Provided data>
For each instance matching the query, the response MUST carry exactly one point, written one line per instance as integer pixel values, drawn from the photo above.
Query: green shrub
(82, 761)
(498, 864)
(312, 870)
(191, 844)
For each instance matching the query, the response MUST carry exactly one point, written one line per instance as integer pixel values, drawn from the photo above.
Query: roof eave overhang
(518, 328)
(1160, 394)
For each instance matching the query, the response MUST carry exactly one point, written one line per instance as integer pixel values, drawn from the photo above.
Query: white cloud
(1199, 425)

Task objective>
Return the material in full. Each line must match.

The answer>
For each instance matching the query, the response MUST carry exactly one point, written one line per instance as integer pixel values, drawn from the photo above.
Query: green shrub
(82, 761)
(498, 864)
(312, 870)
(191, 844)
For each instance matching the query, the response MUST carry exactly one point, written one line per instance as integer pixel values, drawn from the photo above.
Query: roof eave overhang
(518, 328)
(1160, 394)
For each instance matching the query, the response MUST carry exactly one point, written one line per instance as integer pixel values, drawn from the photo above.
Query: white cloud
(1199, 425)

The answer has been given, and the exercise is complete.